- **GEZEIGTER TEXTAUSZUG**
Beide Gesprächspartner fürchten, dass der Geist unter den Zeitgeist gerät. Dass die erreichte „Veruneigentlichung des Körpers“ (Precht) rückentwickelt wird und die Makellosigkeit des Gedankens dem Superlativ des Körperlichen geopfert wird. Schon früh während der 45 Minuten ruft von ferne George Orwell, später wird er zitiert und in Stellung gebracht. Es geht schnellen Worts Richtung Ertüchtigungsdiktatur. Während Zeh aus der Empirie ihres Freundes- und Verwandtenkreises schöpft und zitiert, liebt Precht die großen Bögen. Gerne fängt er in der Antike an, fischt in Neuzeit und Aufklärung, um dann bei seinen akuellen Gewährsleuten aus der Philosophie-Kaste zu landen. Diese vielgliedrigen Herleitungen müssten nicht immer sein, Precht wirkt da wie ein Bildungsprotzer, der Zeh nicken und zustimmen lässt. Lehrer und Schülerin – wenige, doch unangenehme Momente. Es scheint, als stünde der Gastgeber unter selbst erzeugtem Optimierungsstress.

Wie schon in den bisherigen Sendungen ist die Studiosituation bei „Precht“ pure Konzentration. Im Lichtkranz sitzen sich die Gesprächspartner gegenüber, Juli Zeh etwas abgerückt vom Tisch, Precht in der Vorwärtsbewegung und mit Händen, die sich gerne aneinanderlegen und erst kurz vor der Gebetshaltung arretiert werden. Die Kamera ist unaufdringlich, sie dokumentiert, sie agitiert nicht. Nicht von Nachteil, wenn die Nahaufnahme zwei attraktive Menschen zeigt. Damit ist der Argwohn, dass unfitte Sesselheroen mit Neid über die Wellness anderer schimpfen, vom Tisch gewischt.

- **ERFORDERLICHE SCHRITTE**
1. Entnimm der Besprechung der Sendung „Precht“ wörtlich die Stelle, die mit „Wie schon in“ beginnt und bis einschließlich „vom Tisch gewischt.“ reicht.
2. Schreib die Besprechung der Sendung „Precht“ im Anschluss an ihren letzten Satz weiter.

- **GEGEBENE DATEN**
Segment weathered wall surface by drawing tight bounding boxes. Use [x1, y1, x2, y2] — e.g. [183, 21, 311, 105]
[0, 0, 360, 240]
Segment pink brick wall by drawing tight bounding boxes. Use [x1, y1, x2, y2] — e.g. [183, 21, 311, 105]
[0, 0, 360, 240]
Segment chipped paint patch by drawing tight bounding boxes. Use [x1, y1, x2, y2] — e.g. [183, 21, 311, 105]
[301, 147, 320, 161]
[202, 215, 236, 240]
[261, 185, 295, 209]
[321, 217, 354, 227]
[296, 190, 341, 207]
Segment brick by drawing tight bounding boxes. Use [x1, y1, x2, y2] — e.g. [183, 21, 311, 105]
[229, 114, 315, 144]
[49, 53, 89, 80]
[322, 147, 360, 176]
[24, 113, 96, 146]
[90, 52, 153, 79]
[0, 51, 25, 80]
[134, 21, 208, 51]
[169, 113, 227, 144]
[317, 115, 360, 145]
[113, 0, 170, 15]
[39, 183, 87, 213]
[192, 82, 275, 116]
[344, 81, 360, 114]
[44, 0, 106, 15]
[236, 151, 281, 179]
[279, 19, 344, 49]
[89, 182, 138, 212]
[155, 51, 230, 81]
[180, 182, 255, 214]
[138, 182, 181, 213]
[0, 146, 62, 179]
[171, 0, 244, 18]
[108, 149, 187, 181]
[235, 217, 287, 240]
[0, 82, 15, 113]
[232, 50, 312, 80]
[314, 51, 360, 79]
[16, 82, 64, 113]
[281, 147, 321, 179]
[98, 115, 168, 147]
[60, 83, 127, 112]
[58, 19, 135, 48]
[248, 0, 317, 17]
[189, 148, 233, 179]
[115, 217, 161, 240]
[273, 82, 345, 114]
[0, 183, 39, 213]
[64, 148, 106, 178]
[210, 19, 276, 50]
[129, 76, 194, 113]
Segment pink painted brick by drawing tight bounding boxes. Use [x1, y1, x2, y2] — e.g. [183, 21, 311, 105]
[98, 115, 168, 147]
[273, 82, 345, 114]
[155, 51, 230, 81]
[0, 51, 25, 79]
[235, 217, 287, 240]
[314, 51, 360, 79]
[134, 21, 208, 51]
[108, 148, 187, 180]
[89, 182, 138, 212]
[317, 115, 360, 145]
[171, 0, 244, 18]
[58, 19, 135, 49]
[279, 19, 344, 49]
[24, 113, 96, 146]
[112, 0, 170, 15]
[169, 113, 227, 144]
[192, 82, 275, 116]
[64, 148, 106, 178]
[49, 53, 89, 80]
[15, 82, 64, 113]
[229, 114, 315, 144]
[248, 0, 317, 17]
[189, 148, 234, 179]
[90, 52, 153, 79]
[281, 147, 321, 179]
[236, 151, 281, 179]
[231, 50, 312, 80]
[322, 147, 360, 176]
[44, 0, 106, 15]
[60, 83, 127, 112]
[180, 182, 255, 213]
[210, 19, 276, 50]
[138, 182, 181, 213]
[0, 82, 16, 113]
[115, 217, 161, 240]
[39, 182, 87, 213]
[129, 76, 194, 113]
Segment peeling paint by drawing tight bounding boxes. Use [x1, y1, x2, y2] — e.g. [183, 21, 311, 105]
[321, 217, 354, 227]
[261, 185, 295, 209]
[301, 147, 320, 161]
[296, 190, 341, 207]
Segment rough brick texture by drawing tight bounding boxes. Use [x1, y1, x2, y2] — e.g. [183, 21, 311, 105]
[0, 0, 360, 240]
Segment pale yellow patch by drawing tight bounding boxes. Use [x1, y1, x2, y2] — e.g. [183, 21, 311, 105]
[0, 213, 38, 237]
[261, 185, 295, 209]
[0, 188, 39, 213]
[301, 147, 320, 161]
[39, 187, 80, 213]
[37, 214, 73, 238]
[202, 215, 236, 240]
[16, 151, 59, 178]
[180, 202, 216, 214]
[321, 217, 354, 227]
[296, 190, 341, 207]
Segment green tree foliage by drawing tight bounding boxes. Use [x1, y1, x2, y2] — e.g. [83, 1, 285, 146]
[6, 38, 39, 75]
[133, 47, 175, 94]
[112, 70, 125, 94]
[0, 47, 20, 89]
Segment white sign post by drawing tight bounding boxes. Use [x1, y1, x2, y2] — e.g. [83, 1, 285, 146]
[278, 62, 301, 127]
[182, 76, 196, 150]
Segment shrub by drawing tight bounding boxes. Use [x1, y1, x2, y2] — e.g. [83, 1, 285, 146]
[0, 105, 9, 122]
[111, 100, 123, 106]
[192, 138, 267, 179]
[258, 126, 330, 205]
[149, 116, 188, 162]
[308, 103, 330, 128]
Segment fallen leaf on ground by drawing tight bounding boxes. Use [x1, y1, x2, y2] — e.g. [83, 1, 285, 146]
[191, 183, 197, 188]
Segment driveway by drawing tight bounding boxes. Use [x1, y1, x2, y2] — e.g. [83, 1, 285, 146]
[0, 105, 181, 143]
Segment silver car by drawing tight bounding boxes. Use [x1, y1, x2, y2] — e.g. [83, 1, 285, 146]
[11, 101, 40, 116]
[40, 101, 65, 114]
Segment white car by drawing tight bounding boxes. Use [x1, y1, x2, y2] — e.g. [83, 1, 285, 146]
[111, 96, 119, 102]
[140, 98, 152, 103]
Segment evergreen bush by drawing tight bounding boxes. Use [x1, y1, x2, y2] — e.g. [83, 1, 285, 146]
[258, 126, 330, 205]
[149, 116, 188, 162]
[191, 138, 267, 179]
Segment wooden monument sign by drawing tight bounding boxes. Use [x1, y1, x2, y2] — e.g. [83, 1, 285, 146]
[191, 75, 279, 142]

- **ERGEBNISSE**
1.
Wie schon in den bisherigen Sendungen ist die Studiosituation bei „Precht“ pure Konzentration. Im Lichtkranz sitzen sich die Gesprächspartner gegenüber, Juli Zeh etwas abgerückt vom Tisch, Precht in der Vorwärtsbewegung und mit Händen, die sich gerne aneinanderlegen und erst kurz vor der Gebetshaltung arretiert werden. Die Kamera ist unaufdringlich, sie dokumentiert, sie agitiert nicht. Nicht von Nachteil, wenn die Nahaufnahme zwei attraktive Menschen zeigt. Damit ist der Argwohn, dass unfitte Sesselheroen mit Neid über die Wellness anderer schimpfen, vom Tisch gewischt.

2.
Das Zwei-Menschen-und-ein-ThemaKonzept bleibt heikel. Zeh und Precht sind sehr von der Sorge um den Mitmenschen getrieben. Nix dagegen, doch was ein Zwiegespräch werden soll, hat bei aller Facettierung und trotz gekonnter Perspektivenwechseln Chorcharakter. In der intellektuellen Umarmung entsteht Wärme, nicht Reibung. Bei dieser „Precht“-Ausgabe nimmt der Widerspruch, eigentlich Hefe einer jeden sich öffnenden, gewinnträchtigen Diskussion, nicht Platz. Einigkeit macht stark, Einigkeit macht langweilig, Einigkeit vermittelt den unangenehmen Eindruck, dass denen da drinnen jene da draußen leidtun. So viel Mitleid ist unverdient.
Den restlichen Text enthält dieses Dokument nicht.